*Exercise description*
Return, from the lines below, each one that includes the word "arched".

Exercise input START

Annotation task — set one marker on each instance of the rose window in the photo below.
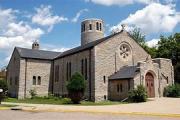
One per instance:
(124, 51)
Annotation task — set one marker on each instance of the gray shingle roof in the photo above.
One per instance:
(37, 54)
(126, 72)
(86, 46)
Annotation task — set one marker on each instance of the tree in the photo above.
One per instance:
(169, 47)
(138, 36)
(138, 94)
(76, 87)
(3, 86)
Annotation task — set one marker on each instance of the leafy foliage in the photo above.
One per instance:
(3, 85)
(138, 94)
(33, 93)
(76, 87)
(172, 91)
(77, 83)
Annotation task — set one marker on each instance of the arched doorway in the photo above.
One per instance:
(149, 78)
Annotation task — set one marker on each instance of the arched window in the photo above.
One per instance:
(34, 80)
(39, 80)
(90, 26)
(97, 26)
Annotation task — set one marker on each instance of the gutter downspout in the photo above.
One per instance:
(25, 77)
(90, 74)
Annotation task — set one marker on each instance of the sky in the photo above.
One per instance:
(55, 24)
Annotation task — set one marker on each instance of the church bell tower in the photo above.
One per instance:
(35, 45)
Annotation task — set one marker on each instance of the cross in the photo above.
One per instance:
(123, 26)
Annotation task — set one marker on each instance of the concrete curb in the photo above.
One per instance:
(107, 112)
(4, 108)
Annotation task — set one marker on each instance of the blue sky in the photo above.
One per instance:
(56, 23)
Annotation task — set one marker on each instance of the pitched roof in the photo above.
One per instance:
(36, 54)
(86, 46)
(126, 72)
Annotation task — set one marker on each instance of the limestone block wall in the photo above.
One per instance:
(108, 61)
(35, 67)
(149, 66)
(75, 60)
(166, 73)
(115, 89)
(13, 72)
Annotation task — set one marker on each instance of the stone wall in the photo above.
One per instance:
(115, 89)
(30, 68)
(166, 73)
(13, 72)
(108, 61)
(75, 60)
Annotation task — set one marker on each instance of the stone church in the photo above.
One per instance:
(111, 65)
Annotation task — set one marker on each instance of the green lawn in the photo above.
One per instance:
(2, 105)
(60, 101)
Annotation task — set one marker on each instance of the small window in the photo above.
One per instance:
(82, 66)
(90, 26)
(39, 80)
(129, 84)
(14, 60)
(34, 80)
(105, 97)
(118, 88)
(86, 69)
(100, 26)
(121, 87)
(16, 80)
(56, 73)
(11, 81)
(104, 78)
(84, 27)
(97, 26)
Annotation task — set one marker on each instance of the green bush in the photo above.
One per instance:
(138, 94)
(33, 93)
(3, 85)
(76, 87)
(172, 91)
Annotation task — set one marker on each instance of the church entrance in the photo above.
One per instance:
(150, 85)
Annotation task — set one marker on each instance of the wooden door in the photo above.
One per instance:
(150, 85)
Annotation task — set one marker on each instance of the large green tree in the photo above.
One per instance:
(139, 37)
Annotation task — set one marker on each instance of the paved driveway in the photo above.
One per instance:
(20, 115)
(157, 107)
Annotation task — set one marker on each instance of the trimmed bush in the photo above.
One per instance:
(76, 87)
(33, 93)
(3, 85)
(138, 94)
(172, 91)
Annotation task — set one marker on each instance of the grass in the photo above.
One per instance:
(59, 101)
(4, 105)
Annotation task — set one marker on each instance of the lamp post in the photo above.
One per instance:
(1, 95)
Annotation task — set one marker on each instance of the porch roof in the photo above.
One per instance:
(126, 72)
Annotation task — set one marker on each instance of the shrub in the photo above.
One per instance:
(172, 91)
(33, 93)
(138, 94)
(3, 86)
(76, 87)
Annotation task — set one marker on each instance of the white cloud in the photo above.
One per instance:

Exercise input END

*Written answer*
Annotation task — set one marker on each instance of the arched doorway in the photo above.
Annotation task — set one marker on each instance of the arched window in the photo above.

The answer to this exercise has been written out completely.